Stored data entries
------------------------------------------------------------

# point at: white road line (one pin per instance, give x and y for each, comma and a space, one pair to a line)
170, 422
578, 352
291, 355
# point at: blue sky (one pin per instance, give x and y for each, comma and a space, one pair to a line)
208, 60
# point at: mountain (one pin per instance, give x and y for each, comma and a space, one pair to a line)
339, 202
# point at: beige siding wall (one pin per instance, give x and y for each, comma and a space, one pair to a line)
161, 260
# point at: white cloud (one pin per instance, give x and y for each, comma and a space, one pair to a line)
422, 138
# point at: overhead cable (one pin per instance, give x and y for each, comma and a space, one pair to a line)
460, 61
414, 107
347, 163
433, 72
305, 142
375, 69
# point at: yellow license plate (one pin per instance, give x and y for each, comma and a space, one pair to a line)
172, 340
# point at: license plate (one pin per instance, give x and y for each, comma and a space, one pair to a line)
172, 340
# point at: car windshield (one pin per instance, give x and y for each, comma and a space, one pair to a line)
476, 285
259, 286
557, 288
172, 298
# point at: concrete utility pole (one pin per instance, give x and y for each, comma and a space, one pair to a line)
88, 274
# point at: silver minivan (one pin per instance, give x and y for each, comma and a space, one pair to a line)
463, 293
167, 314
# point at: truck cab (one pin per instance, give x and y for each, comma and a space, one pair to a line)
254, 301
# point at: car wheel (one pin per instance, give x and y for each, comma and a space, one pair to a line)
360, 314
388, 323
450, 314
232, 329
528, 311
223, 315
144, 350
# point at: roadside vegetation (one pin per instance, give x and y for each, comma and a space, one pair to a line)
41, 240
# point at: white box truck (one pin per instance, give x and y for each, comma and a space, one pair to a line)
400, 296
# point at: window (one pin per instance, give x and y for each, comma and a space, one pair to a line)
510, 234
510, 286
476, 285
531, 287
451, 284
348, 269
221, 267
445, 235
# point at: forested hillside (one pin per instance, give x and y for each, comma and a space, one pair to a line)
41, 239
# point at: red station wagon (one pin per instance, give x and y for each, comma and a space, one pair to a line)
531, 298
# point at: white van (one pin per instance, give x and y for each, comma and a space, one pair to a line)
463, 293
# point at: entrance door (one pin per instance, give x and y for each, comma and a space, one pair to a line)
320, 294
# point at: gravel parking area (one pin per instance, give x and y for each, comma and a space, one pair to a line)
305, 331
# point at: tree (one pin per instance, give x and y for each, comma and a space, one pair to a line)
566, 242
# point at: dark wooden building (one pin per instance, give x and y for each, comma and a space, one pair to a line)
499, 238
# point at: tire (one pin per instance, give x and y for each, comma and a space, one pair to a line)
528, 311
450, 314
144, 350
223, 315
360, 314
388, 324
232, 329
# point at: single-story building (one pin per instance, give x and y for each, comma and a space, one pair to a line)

------------------------------------------------------------

> _Do this_
All records above must be set down exactly, please.

> _Solved exercise_
# point at: white road line (one pin per instance, give x and y for each, comma and a space, one pair to a line)
170, 422
578, 352
291, 355
# point at: blue sky (one pin per instance, give x and y for each, comma and a space, one pair to a line)
208, 60
# point at: mountain (one pin per instance, give x and y for each, comma and a space, one pair to a line)
339, 202
# point at: beige siding wall (one pin per instance, give x and y for each, comma and a space, one pair to a line)
161, 260
# point at: white cloud (one pin per instance, give x and y for each, comma and a space, one pair to a line)
422, 138
# point at: overhead cable (one pin per instance, give x and y for each, comma and a space, one pair to a line)
460, 61
414, 107
347, 163
433, 72
305, 142
375, 69
# point at: yellow license plate (one pin per instance, give x and y for each, comma and a space, one pair to a line)
172, 340
# point at: license plate (one pin per instance, give x and y for each, comma and a space, one pair to a line)
172, 340
# point at: car windshield (one pin per instance, give x and y for each, comma and a space, one pair to a line)
476, 285
259, 286
557, 288
172, 298
# point at: concrete utility pole (one pin per instance, give x and y for each, comma and a space, one pair to a line)
88, 274
# point at: silver minivan (one pin per instance, give x and y for each, comma and a space, one pair to a line)
463, 293
167, 314
# point at: truck cab (one pin per instance, give x and y for each, comma and a space, one pair to a line)
254, 301
# point at: car wheel (one pin per instance, give x and y for each, comma and a space, one pair to a line)
360, 314
388, 323
450, 314
232, 329
528, 311
223, 315
144, 350
# point at: roadside vegetation (one pin per instance, give x and y for each, comma and a space, one pair to a line)
41, 240
# point at: white box truck (one pin per instance, give x and y for each, comma and a space, one pair to a line)
400, 296
# point at: window (one pin per instance, give x and y for each, comma and a space, one pair to a line)
510, 234
510, 286
476, 285
531, 287
451, 284
348, 269
221, 267
445, 235
# point at: forested hillside (one pin per instance, give x and y for each, comma and a space, one pair to a line)
41, 239
# point at: red station wagon (one pin per instance, give x and y for each, comma and a space, one pair to a line)
531, 298
# point at: white van (one pin per instance, give x and y for each, comma and a space, one pair to a line)
463, 293
# point at: entrance door (one pin per instance, give x and y for each, comma and a space, one pair to a line)
320, 294
# point at: gravel parking area (one pin per instance, give x and y for each, comma and a space, one pair to a line)
305, 331
# point at: tree (one pin per instance, give x and y for each, comma and a space, one pair to a line)
566, 242
# point at: dark wooden building (one pin per instance, give x and y for each, comma and a space, one pair to a line)
499, 238
# point at: tire (one pin per instance, give x and y for each, comma and a space, one pair to a line)
528, 311
450, 314
144, 350
223, 315
360, 314
388, 324
232, 329
# point at: single-story building (one pin per instance, give x and y for each, comma and a space, one pair to a line)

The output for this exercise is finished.